Directions for this task - Could you recast the stretch of the listing from the line containing "Target = cluster of almonds" through the end of the listing as a JSON list of strings, with one string per line and blank lines left out?

Task material -
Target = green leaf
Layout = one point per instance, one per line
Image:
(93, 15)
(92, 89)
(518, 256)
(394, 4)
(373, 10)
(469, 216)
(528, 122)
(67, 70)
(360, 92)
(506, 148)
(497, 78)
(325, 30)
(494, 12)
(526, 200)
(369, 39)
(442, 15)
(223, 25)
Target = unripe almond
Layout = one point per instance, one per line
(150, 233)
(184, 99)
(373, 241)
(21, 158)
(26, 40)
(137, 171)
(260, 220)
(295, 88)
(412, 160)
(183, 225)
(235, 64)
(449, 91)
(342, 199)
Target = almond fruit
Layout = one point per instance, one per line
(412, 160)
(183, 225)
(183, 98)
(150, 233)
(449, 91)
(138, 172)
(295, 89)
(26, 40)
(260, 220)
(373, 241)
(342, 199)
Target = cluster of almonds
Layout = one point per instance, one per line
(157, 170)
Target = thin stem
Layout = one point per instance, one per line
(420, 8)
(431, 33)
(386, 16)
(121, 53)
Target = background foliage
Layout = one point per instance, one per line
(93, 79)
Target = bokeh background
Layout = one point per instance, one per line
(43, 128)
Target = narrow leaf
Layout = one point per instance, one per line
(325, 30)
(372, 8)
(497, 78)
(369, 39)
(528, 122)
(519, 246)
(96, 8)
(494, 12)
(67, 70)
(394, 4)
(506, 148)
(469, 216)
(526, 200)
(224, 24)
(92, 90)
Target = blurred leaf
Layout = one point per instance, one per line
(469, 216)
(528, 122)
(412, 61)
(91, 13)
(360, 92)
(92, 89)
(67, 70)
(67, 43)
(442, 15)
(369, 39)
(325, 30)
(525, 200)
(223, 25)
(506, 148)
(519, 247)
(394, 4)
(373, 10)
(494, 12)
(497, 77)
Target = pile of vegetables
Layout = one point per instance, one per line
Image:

Finished answer -
[
  "Target = cluster of almonds",
  "Layout = one point per instance, one per line",
  "(157, 170)",
  "Target = thin stem",
  "Layout = one point per instance, one per line",
  "(420, 8)",
  "(431, 33)",
  "(386, 16)",
  "(121, 53)",
  "Target = background foliage",
  "Layout = one point per instance, one per line",
  "(93, 79)",
  "Target = bokeh background",
  "Layout = one point per instance, one per line",
  "(43, 128)",
  "Target = narrow leaf",
  "Layout = one point per instance, one per line",
  "(325, 30)",
  "(372, 8)",
  "(497, 78)",
  "(369, 39)",
  "(528, 122)",
  "(519, 246)",
  "(96, 8)",
  "(494, 12)",
  "(67, 70)",
  "(394, 4)",
  "(506, 148)",
  "(469, 216)",
  "(526, 200)",
  "(224, 24)",
  "(92, 90)",
  "Target = blurred leaf",
  "Layout = one point per instance, one per line",
  "(469, 216)",
  "(528, 122)",
  "(412, 61)",
  "(91, 13)",
  "(360, 92)",
  "(92, 89)",
  "(67, 70)",
  "(67, 43)",
  "(442, 15)",
  "(369, 39)",
  "(325, 30)",
  "(525, 200)",
  "(223, 25)",
  "(506, 148)",
  "(519, 247)",
  "(394, 4)",
  "(373, 10)",
  "(494, 12)",
  "(497, 77)",
  "Target = pile of vegetables",
  "Layout = one point per instance, one per line",
  "Image:"
]